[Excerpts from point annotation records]
※

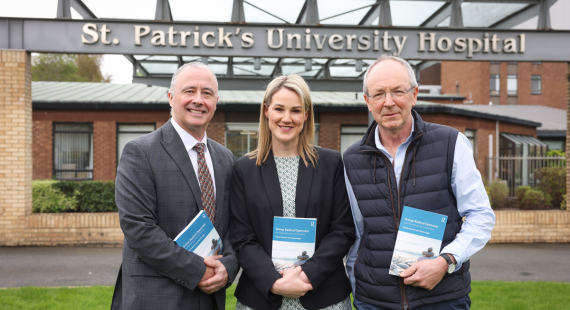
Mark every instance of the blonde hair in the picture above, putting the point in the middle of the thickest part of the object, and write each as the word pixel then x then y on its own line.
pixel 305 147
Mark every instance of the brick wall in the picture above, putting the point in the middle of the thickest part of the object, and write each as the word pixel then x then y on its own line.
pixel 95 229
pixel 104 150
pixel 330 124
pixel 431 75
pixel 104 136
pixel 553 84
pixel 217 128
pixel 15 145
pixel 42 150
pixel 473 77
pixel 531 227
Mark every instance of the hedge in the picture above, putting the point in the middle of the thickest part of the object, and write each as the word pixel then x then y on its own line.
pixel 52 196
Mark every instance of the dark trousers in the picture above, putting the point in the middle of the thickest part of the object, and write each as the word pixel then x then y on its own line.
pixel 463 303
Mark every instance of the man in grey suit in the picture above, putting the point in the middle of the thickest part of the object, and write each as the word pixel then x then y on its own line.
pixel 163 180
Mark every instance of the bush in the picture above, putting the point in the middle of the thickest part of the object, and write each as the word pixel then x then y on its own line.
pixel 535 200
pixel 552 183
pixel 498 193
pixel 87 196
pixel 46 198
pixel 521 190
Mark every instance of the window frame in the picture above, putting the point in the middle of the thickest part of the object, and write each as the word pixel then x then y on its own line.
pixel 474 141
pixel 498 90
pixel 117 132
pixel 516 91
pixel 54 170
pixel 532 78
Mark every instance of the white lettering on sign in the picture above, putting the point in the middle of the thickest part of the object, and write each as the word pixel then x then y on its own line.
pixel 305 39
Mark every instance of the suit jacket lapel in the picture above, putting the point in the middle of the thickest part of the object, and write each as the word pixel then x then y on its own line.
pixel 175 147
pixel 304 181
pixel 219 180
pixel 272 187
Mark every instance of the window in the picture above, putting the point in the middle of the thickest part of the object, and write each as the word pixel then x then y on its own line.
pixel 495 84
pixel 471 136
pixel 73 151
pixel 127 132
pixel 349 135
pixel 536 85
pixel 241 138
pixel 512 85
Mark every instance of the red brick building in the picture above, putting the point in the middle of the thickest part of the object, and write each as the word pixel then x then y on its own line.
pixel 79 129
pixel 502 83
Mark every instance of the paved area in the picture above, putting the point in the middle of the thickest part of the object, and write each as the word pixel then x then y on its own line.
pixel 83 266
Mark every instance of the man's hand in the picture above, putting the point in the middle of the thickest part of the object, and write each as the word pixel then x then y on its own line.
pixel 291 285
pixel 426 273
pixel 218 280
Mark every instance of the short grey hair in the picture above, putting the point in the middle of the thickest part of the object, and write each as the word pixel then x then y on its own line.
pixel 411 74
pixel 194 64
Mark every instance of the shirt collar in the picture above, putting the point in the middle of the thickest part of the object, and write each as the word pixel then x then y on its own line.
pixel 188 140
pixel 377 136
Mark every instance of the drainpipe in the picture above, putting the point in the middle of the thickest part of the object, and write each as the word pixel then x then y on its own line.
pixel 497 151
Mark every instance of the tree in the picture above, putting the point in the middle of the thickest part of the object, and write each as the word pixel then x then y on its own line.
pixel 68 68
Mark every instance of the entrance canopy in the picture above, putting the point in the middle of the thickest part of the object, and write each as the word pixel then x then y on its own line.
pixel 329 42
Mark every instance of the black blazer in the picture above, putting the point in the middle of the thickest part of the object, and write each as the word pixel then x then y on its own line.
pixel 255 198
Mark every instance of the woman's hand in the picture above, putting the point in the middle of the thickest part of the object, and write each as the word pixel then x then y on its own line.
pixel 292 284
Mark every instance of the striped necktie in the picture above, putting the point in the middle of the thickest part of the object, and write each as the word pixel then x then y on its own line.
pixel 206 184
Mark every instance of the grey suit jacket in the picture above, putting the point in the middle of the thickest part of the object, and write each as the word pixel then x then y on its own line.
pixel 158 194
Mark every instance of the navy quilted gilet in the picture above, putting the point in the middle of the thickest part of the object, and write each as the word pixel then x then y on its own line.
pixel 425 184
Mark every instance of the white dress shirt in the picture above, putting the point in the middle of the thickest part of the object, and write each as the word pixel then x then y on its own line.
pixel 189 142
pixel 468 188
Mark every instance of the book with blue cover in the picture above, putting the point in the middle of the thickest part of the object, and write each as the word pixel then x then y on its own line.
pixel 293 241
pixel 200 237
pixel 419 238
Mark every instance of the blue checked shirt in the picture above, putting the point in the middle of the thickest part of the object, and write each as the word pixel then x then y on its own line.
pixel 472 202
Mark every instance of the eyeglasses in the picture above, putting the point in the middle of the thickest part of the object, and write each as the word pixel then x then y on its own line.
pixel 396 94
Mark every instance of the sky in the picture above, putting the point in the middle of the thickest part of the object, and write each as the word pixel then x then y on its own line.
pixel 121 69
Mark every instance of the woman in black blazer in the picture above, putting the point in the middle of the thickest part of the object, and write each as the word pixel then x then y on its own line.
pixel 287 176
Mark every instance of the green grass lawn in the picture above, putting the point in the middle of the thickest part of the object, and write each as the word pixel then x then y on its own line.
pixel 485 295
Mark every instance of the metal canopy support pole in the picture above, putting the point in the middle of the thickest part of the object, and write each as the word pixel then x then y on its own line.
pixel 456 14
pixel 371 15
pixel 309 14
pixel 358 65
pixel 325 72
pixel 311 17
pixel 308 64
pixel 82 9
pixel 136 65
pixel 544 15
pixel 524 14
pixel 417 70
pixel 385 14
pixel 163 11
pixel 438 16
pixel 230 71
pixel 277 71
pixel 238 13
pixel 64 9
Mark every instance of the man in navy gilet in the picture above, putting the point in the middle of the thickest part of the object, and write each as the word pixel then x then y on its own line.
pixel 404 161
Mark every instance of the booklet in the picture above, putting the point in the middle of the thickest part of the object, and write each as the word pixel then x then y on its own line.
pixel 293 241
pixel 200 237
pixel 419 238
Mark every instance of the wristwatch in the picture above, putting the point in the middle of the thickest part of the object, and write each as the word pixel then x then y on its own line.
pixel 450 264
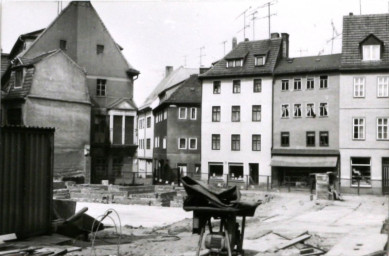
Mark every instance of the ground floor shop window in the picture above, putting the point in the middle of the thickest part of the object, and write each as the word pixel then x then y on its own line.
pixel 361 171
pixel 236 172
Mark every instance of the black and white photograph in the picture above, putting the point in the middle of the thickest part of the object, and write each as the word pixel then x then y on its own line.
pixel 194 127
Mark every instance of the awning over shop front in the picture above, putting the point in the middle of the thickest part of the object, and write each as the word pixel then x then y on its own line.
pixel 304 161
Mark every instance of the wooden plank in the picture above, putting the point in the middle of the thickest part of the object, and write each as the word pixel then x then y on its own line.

※

Exercise details: Convert the records into a Markdown table with the columns Row and Line text, beginning at the line that contains "Mark every instance of the awning" and continuing through the end of the records. Give only those lines, one per row, numbered in order, and leave out any blank lines.

Result below:
| Row | Line text |
|---|---|
| 1 | Mark every instance of the awning over shop front in the picture above, putting the point in the middle of the thickest part of the object, and write each as the word pixel then x then y on its own line. |
| 2 | pixel 304 161 |
| 3 | Mark every instance of the wooden plank in the picture above, putting the point in the middle of the thickest part of the object, and write each as the word pixel then x then y on its own line. |